**인용된 글**
◇ ◇ ◇ ◇

Seunghan Lee

Seunghan Lee

Deep Learning, Data Science, Statistics

Deep Ensembles

( 이론 참고 : https://seunghan96.github.io/bnn/14.Simple-and-Scalable-Predictive-Uncertainty-Estimation-using-Deep-Ensembles-(2017)/ )

( 코드 참고 : https://github.com/cpark321/uncertainty-deep-learning/ )

1. Import Packages

import numpy as np
from matplotlib import pyplot as plt
import seaborn as sns
import torch
import torch.nn as nn
import torch.nn.functional as F
import torch.optim as optim


2. Make Sample Dataset

(1) 임의의 가상 dataset을 만든다 ( n =10000 )

  • Y_real : \(f(x)\)
  • Y_noise : \(f(x)\) + \(\epsilon\), where \(\epsilon \sim N(0,1.5^2)\)
def func(x):
    return 0.2*np.power(x, 3)-2*np.power(x, 2+1)+8*x

n=10000
sigma=1.5

X = np.linspace(-3, 3, n)
Y_real = func(X)
Y_noise = (Y_real+np.random.normal(0,sigma,n))


(2) data의 분포

plt.rcParams['figure.figsize'] = [8, 7]
plt.plot(X, Y_noise, '.', markersize=1, color='blue')
plt.plot(X, Y_real, 'r', linewidth=3)
plt.legend(['Data', 'y=x^3'], loc = 'best')
plt.show()

figure2


(3) 형태 변환

  • tensor 형태로 변환
  • shape 변경
X = torch.tensor(X,dtype=torch.float64).view(-1,1)
Y_real = torch.tensor(Y_real,dtype=torch.float64).view(-1,1)
Y_noise = torch.tensor(Y_noise,dtype=torch.float64).view(-1,1)


3. Define our Loss function

Negative Log Likelihood ( Gaussian)

\[-\frac{N}{2} \log \left(2 \pi \sigma^{2}\right)-\frac{1}{2 \sigma^{2}} \sum_{n=1}^{N}\left(x_{n}-\mu\right)^{2}\] 
def CustomLoss(y_pred,y_real,sigma):
  gauss_loss = torch.mean(0.5*torch.log(sigma**2) + 0.5*torch.div(torch.square(y_real - y_pred), sigma)) + 1e-6
  return gauss_loss


4. Modeling

  • 4-1 ) Gaussian Layer : GaussianLayer
  • 4-2 ) Network using Gaussian Layer : SSDE

figure2


4-1. Gaussian Layer : GaussianLayer

Parameter 소개

  • w_mu, w_sigma, b_mu, b_sigma : weight와 bias의 mu & sigma
  • layer_mu : mu를 출력하는 함수 (layer)

◇ ◇ ◇ ◇

**표시된 정보**
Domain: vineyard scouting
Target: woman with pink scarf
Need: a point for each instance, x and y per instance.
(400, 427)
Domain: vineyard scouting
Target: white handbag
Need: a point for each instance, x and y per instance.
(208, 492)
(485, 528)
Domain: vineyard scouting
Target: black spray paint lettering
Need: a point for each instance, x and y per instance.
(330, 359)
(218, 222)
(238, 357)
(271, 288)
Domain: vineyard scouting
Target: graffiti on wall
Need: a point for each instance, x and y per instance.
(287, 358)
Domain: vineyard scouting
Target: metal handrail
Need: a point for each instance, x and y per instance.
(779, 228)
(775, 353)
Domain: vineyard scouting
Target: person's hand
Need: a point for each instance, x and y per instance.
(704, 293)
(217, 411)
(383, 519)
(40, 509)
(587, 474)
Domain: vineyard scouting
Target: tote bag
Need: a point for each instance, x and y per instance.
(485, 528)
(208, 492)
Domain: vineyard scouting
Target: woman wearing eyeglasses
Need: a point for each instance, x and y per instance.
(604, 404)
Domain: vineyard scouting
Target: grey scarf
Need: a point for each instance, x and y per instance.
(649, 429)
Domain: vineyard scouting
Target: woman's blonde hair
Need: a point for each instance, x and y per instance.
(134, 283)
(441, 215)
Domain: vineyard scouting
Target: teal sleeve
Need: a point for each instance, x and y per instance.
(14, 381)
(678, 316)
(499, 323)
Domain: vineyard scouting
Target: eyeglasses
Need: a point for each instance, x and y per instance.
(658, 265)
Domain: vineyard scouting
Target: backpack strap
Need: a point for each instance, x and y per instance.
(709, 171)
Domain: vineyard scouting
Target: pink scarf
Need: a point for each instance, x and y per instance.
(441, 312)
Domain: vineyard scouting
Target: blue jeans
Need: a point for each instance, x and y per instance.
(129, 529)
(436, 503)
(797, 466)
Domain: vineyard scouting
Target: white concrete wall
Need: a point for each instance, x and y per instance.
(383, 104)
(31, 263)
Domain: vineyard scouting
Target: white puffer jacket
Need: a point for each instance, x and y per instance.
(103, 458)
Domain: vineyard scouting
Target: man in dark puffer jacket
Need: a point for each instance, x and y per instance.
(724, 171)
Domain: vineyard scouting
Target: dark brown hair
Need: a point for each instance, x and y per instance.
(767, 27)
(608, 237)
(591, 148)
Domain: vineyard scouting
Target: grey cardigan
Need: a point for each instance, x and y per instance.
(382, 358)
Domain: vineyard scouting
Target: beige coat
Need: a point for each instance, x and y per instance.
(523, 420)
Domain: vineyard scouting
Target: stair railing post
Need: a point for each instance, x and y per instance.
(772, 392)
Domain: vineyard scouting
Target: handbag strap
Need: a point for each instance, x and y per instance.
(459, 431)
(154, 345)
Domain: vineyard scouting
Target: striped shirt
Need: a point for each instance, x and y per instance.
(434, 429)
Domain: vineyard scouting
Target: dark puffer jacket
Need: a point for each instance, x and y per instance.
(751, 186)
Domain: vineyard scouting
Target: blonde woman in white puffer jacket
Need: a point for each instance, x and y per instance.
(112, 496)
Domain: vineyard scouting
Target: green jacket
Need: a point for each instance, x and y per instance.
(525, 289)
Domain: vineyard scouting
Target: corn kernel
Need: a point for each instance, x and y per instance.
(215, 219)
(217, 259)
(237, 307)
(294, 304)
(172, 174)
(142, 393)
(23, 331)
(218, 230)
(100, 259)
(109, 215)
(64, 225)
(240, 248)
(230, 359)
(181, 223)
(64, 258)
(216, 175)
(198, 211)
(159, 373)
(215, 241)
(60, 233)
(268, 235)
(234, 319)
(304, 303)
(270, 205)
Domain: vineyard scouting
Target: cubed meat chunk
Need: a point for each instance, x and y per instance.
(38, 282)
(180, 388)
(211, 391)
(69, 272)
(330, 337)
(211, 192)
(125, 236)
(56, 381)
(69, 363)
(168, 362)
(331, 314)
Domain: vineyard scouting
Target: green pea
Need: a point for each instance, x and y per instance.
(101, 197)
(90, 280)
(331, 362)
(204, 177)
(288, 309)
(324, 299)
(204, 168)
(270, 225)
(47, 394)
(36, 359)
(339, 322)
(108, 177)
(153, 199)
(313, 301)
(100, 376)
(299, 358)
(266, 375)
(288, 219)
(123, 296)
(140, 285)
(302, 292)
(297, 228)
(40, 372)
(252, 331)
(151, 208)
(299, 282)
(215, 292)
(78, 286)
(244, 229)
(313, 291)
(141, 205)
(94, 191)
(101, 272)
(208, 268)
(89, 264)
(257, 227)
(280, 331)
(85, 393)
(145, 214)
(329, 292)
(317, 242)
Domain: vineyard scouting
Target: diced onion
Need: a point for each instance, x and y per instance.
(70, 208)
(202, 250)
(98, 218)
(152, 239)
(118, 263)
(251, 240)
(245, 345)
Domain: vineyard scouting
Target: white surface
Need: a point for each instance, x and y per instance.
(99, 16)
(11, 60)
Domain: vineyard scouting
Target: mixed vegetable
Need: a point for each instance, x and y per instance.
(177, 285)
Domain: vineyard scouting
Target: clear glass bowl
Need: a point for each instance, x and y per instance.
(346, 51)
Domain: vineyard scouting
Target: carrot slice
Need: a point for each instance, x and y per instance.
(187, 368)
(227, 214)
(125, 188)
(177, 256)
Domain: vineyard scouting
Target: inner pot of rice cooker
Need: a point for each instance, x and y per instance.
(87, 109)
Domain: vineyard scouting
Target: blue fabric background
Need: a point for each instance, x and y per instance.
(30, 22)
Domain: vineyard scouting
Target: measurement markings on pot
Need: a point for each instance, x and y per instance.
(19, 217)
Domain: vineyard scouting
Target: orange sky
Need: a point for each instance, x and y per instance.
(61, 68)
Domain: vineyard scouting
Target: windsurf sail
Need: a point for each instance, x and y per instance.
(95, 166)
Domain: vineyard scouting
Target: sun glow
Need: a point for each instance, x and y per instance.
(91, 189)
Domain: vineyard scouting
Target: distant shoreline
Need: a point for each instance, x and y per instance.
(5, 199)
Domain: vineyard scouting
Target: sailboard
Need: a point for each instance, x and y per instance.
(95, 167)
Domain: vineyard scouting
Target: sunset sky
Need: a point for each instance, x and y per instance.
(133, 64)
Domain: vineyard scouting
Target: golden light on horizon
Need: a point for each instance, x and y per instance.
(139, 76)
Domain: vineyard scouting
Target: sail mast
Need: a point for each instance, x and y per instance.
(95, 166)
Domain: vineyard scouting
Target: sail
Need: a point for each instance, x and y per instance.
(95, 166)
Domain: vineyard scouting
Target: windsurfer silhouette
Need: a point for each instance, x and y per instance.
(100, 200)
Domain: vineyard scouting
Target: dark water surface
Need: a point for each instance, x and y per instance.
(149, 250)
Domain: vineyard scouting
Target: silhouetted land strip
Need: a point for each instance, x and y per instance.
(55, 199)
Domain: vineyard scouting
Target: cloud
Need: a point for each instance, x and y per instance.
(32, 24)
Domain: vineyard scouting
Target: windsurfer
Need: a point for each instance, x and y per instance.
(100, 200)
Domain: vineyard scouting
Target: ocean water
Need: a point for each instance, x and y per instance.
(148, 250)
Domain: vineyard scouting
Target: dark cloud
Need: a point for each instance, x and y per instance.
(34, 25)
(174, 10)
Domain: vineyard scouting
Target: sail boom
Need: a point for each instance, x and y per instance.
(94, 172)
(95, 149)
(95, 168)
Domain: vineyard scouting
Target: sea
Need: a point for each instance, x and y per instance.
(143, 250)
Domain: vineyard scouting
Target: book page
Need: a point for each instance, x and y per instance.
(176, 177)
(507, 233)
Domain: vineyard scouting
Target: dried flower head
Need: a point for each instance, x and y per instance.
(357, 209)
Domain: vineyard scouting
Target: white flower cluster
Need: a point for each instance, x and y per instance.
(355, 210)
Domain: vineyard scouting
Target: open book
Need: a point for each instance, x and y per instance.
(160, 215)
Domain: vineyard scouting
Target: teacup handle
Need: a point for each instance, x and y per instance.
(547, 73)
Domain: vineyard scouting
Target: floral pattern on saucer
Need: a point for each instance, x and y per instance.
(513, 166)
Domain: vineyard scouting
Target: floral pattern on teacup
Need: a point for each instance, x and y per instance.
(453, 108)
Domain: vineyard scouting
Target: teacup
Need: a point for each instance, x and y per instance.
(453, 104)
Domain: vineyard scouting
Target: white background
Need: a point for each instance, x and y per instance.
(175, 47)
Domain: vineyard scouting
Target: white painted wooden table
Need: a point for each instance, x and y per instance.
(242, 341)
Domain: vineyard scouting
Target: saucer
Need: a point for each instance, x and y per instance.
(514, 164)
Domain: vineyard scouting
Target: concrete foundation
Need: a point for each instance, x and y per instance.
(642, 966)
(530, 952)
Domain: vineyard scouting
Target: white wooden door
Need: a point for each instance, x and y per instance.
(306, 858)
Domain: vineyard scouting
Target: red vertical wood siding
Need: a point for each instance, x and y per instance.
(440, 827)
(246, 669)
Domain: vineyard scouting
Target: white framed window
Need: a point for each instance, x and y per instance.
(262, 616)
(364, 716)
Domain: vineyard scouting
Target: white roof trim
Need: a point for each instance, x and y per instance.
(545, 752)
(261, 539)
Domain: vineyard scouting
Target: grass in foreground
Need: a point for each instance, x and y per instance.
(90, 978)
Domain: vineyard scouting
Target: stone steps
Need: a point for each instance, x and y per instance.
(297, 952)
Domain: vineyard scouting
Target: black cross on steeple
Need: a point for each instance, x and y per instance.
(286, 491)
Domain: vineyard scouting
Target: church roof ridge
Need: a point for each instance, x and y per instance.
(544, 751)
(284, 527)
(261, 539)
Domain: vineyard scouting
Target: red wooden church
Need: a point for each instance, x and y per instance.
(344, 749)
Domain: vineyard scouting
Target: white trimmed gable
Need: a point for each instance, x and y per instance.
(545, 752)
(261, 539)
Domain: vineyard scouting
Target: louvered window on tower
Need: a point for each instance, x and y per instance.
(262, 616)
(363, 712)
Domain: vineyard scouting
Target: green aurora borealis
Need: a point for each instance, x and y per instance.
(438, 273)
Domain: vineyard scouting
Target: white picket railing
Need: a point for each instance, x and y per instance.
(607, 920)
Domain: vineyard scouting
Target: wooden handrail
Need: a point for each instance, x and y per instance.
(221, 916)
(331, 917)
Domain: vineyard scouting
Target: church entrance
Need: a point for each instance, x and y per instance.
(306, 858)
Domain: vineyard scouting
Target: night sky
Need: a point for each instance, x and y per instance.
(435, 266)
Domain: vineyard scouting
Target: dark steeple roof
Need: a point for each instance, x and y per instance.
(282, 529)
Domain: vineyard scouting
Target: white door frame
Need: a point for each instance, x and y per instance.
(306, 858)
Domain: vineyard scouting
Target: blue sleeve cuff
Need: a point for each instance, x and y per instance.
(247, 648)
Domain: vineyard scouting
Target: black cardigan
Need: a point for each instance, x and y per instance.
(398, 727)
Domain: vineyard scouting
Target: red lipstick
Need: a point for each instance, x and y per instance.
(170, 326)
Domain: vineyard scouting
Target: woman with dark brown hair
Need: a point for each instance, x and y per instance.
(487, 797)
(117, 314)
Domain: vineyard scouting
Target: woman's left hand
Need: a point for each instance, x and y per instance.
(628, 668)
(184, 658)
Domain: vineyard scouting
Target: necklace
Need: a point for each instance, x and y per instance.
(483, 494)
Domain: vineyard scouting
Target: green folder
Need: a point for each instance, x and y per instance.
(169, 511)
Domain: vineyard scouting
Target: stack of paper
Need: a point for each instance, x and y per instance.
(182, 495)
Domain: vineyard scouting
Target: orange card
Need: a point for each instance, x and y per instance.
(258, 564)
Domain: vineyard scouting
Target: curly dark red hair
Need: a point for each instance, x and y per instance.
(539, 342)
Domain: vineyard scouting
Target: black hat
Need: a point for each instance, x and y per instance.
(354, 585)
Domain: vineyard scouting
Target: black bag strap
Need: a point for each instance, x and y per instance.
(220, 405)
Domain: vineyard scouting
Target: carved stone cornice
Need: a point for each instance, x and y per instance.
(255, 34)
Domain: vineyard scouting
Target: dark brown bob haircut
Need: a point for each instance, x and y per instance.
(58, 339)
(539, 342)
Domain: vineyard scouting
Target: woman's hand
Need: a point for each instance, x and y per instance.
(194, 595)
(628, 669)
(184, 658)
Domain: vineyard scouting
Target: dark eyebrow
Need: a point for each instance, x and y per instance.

◇ ◇ ◇ ◇

**풀어야 할 문제**
**1)** 기록 가운데 "floral"라는 문자열이 들어 있는 줄을 모두 찾아 그대로 돌려주세요. 대소문자를 구분합니다.
**2)** 딥 앙상블 구현 글을 마지막 문장 다음부터 이어서 써 주세요.

**작업 결과**
**1)**
Target: floral pattern on saucer
Target: floral pattern on teacup

**2)**
  • layer_sigma : sigma를 출력하는 함수 (layer)


Input : X

output : mu와 sigma

class GaussianLayer(nn.Module):
  def __init__(self,inter_dim,output_dim):
    super(GaussianLayer, self).__init__()
    self.inter_dim = inter_dim
    self.output_dim = output_dim
    self.w_mu = nn.Parameter(torch.ones(self.inter_dim,self.output_dim))
    self.w_sigma = nn.Parameter(torch.ones(self.inter_dim,self.output_dim))
    self.b_mu = nn.Parameter(torch.ones(1,self.output_dim))
    self.b_sigma = nn.Parameter(torch.ones(1,self.output_dim))
    self.layer_mu = nn.Linear(self.inter_dim,self.inter_dim)
    self.layer_sigma = nn.Linear(self.inter_dim,self.inter_dim)

  def forward(self,x):
    mu_pred = self.layer_mu(x)
    sigma_pred = self.layer_sigma(x)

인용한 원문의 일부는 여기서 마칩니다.